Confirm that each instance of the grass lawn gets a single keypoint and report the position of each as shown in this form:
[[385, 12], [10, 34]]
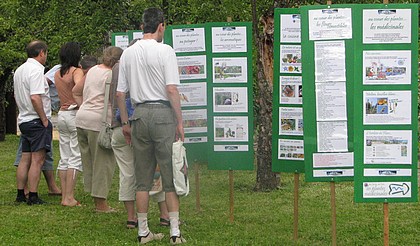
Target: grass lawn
[[259, 218]]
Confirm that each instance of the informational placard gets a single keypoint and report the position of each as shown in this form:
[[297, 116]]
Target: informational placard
[[231, 124], [287, 137]]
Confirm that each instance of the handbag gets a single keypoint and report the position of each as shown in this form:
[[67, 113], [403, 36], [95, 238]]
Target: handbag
[[180, 169], [105, 134]]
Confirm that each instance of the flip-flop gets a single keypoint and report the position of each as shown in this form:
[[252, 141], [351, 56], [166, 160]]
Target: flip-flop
[[132, 224]]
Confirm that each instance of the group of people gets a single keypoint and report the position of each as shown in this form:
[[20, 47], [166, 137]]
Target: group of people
[[144, 77]]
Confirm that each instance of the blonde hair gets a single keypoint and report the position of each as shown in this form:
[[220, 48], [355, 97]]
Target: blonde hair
[[111, 56]]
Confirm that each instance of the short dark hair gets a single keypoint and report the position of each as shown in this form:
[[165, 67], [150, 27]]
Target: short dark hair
[[70, 55], [35, 47], [152, 17]]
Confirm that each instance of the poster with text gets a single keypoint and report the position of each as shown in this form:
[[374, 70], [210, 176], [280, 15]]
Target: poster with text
[[192, 67], [195, 121], [188, 40], [290, 28], [330, 61], [387, 146], [229, 39], [290, 89], [386, 26], [290, 59], [330, 23], [230, 70], [387, 107], [231, 129], [290, 149], [193, 94], [230, 99], [291, 121], [386, 67]]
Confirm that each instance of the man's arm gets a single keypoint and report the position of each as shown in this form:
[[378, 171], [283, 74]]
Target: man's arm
[[173, 95], [38, 106]]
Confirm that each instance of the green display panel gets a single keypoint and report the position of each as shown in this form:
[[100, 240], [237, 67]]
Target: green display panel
[[385, 106], [230, 97], [287, 137], [189, 43], [120, 39], [328, 82]]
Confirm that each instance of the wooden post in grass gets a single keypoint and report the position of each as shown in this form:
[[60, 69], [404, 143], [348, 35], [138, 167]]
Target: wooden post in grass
[[333, 215], [386, 224], [296, 207], [231, 195], [197, 186]]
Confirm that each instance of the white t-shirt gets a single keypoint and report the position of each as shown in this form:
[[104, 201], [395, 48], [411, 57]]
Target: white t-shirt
[[146, 68], [29, 80]]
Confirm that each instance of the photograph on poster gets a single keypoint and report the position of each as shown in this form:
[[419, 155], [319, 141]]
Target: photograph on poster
[[332, 136], [230, 148], [290, 89], [290, 28], [328, 160], [189, 140], [291, 121], [188, 40], [387, 189], [386, 172], [230, 99], [387, 147], [327, 173], [387, 107], [229, 39], [230, 70], [331, 104], [330, 24], [193, 94], [290, 59], [192, 67], [230, 128], [194, 121], [386, 67], [290, 149], [386, 26], [330, 61]]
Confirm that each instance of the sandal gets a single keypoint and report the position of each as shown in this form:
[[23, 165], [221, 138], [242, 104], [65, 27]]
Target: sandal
[[132, 224]]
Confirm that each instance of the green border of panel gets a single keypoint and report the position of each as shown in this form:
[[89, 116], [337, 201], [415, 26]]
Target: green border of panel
[[309, 105], [230, 160], [291, 166], [358, 109], [196, 152]]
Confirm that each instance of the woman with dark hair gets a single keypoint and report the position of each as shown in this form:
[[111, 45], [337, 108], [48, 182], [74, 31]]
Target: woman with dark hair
[[98, 163], [66, 78]]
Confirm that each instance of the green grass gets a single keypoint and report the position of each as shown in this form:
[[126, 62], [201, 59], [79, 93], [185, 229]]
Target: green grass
[[259, 218]]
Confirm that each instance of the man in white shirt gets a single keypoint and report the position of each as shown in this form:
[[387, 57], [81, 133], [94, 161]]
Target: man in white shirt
[[149, 72], [32, 98]]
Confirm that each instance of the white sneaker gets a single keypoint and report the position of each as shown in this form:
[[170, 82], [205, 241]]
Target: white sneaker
[[150, 237], [177, 240]]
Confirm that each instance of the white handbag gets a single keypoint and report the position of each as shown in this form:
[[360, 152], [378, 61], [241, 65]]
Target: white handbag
[[180, 169]]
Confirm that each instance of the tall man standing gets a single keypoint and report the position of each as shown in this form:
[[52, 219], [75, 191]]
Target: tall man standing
[[32, 98], [149, 72]]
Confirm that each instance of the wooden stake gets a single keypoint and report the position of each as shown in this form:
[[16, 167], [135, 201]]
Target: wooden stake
[[386, 224], [296, 207], [333, 215], [231, 194], [197, 186]]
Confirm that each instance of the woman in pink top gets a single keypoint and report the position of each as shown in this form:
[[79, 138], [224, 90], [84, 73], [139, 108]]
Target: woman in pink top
[[98, 163], [70, 161]]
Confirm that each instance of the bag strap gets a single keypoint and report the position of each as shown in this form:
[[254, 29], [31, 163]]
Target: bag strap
[[107, 86]]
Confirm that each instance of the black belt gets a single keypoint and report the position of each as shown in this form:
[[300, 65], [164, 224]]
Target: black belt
[[164, 102]]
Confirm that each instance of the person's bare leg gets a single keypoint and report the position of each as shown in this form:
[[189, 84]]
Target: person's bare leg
[[68, 190], [50, 179]]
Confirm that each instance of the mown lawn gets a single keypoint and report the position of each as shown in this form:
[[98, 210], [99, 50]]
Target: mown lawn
[[259, 218]]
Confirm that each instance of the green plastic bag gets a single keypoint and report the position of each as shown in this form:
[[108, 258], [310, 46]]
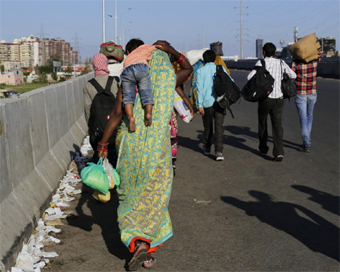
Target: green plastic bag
[[116, 176], [94, 176]]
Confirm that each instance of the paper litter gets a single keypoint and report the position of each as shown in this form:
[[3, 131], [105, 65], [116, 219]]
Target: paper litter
[[32, 257]]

◇ ◇ ◇

The task:
Give everything in the entries from the line containing "Confirm that each instance of the green plastic" down to the last line as a numbered list, with no blank lines, and leave out the pictures.

Solution to the problem:
1. Confirm that each instance of the green plastic bag gets a single keypoint and report the position of each as shown in this form:
2. [[108, 258], [310, 46]]
3. Target: green plastic bag
4. [[116, 176], [94, 176]]
5. Confirm that each instance of the paper litter gets a single keypoint and report the position of each as shown in this form:
6. [[3, 131], [105, 65], [116, 219]]
7. Target: paper litter
8. [[32, 257]]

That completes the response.